**OBJECTIVE 1:** Update the passage on the alternative-forward rule between "The backward closure" and "with matching shape/dtype.", inclusive, changing "lexical capture" to "variable capture".

**EXTRACT:**
=-=-=-=-=
It returns a list with one gradient per input (or NULL if not required).

Note that the reverse rule will only be called if at least one input gradient is required, so this can be assumed.

Optional: alternative-forward rule

For most primitives the backward-only form above is enough. If the gradient computation can be made significantly more efficient by running an alternative forward pass that exposes intermediate values for reuse, use the alternative-forward form: rule_reverse(forward = ...). The forward hook receives (inputs, params), emits whatever forward primitives it likes via the normal prim_* callables, and returns a list with the primal outputs and a backward closure. Intermediates flow from forward to backward via R’s lexical scoping:

prim_<name>[["reverse"]] <- rule_reverse(forward = function(inputs, params) {
  x <- inputs[[1L]]
  y <- prim_some_op(x)        # forward emit 1
  z <- prim_other_op(x, y)    # forward emit 2; both `x` and `y` captured
  list(
    outputs  = list(z),       # one box per original call output
    backward = function(inputs, outputs, grads, params, required) {
      # `x` is also available via `inputs`; what lexical capture buys us is
      # access to intermediates like `y` that the framework doesn't pass in.
      ...
    }
  )
})

The backward closure shares the same signature as the backward-only form. Intermediates that aren’t passed in (like y above) flow in via lexical capture. The forward must return one output box per original call output, with matching shape/dtype.
=-=-=-=-=
**PROVIDED RECORDS:**

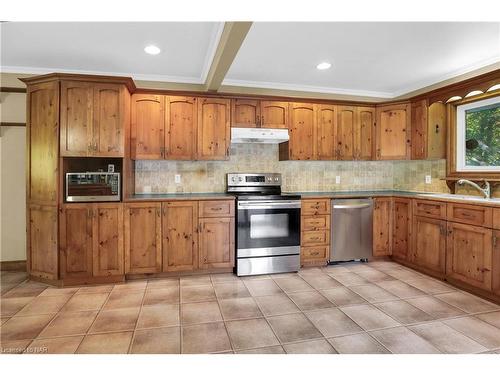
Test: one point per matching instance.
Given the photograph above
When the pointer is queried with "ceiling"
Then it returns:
(382, 60)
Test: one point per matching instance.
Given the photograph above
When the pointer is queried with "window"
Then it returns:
(478, 136)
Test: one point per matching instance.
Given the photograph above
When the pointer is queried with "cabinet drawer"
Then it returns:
(315, 206)
(315, 222)
(216, 208)
(317, 237)
(314, 252)
(470, 214)
(429, 209)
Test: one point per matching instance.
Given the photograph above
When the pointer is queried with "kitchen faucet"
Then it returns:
(486, 191)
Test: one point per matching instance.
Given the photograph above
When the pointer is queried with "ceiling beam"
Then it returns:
(232, 38)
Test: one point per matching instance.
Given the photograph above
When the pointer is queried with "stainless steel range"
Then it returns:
(267, 224)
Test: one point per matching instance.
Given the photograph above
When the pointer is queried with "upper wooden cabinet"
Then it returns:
(93, 118)
(274, 114)
(214, 131)
(392, 134)
(428, 130)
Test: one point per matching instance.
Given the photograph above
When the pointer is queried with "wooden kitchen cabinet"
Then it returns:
(401, 232)
(428, 250)
(382, 218)
(213, 129)
(143, 251)
(180, 236)
(469, 255)
(393, 132)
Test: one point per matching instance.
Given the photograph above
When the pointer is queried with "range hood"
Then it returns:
(258, 135)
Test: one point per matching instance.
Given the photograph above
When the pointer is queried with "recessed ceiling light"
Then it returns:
(152, 49)
(323, 66)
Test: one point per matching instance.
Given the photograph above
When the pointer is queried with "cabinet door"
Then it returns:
(180, 236)
(345, 132)
(107, 229)
(429, 244)
(148, 124)
(143, 238)
(216, 242)
(469, 254)
(76, 240)
(363, 145)
(213, 129)
(180, 122)
(245, 113)
(76, 118)
(274, 114)
(302, 124)
(325, 132)
(401, 232)
(382, 217)
(108, 128)
(393, 132)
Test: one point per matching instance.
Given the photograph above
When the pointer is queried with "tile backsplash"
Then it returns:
(209, 176)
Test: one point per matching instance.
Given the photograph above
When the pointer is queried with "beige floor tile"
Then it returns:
(262, 287)
(157, 341)
(199, 293)
(119, 299)
(482, 332)
(69, 323)
(467, 302)
(310, 300)
(200, 312)
(369, 317)
(403, 312)
(277, 304)
(205, 338)
(231, 290)
(293, 327)
(293, 284)
(320, 346)
(44, 305)
(373, 293)
(401, 340)
(492, 318)
(361, 343)
(343, 296)
(400, 289)
(56, 345)
(159, 315)
(253, 333)
(333, 322)
(24, 327)
(86, 301)
(106, 343)
(435, 307)
(115, 320)
(167, 294)
(446, 339)
(239, 308)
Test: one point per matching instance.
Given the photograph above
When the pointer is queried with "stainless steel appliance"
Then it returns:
(267, 224)
(92, 187)
(351, 233)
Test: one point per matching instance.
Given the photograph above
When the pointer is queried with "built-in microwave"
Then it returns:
(93, 187)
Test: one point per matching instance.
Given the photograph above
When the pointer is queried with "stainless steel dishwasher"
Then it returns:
(351, 229)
=-=-=-=-=
**OBJECTIVE 2:** Gather every line of the listing that contains the word "kitchen".

**FULL ANSWER 1:**
The backward closure shares the same signature as the backward-only form. Intermediates that aren’t passed in (like y above) flow in via variable capture. The forward must return one output box per original call output, with matching shape/dtype.

**FULL ANSWER 2:**
When the pointer is queried with "kitchen faucet"
When the pointer is queried with "wooden kitchen cabinet"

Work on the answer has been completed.